The required output is the line containing "jeans. Do not add anything beyond the points." through the final line of the material below, printed exactly, with no other lines.

Data items

- - - - -

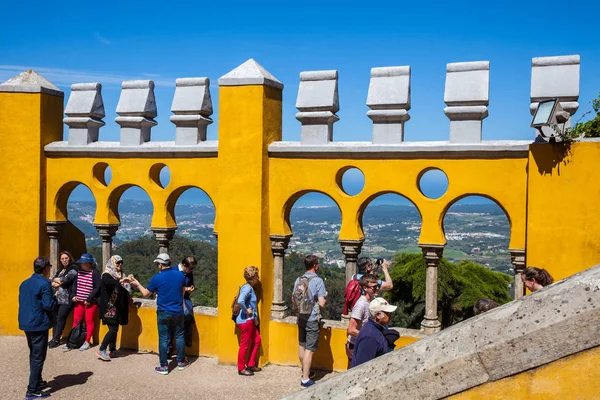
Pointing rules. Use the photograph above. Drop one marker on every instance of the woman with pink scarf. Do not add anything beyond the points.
(115, 295)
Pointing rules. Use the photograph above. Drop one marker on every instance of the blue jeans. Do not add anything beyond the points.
(168, 323)
(38, 346)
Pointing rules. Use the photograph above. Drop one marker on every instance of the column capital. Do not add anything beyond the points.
(351, 248)
(518, 259)
(432, 253)
(279, 244)
(107, 231)
(54, 228)
(164, 234)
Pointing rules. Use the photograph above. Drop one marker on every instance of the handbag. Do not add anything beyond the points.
(111, 309)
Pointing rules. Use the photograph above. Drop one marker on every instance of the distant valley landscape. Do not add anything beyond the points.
(476, 232)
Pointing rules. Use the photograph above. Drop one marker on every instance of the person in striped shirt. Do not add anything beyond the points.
(86, 293)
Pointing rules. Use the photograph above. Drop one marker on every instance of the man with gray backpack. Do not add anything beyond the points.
(308, 296)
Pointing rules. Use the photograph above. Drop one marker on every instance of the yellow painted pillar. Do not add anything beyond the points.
(31, 110)
(249, 120)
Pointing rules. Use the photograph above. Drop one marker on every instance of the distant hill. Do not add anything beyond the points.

- - - - -

ANSWER TO THE PROBLEM:
Pointing rules. Use the photograph above. Drop one marker on every instance of the blue jeans. Do not add anything beyond the points.
(168, 323)
(38, 346)
Pointing rules. Use the photograph above. Drop one marker on every instance of the column capital. Do not add anything beyond the points.
(351, 248)
(518, 259)
(432, 253)
(279, 244)
(107, 231)
(54, 228)
(164, 234)
Pointing rules. Use the photograph above. Drop one marker on every instance of the handbag. Do not add anything beyond the points.
(111, 309)
Pointing rules. Use the photograph above. Drop one marker on every instance of the distant valley landscape. Do not add anything beyond the points.
(476, 232)
Pointing rules. Use the photograph above. Drop one marker on every instance of the person in striped shirt. Do not add anything beyond the points.
(86, 293)
Pointing rules. Use the photograph above. Drop one marker on every instance of the man with gray backpack. Do not add anything beyond the points.
(308, 296)
Pointing rules. Use the photograph above. Drop one marker on every instance of the yellow painted pillar. Do not add anything beyond the points.
(31, 110)
(249, 120)
Pointing rules. Use the photograph above. Drop one marker on every instance of the distant hill. Do not add anything beyond the points.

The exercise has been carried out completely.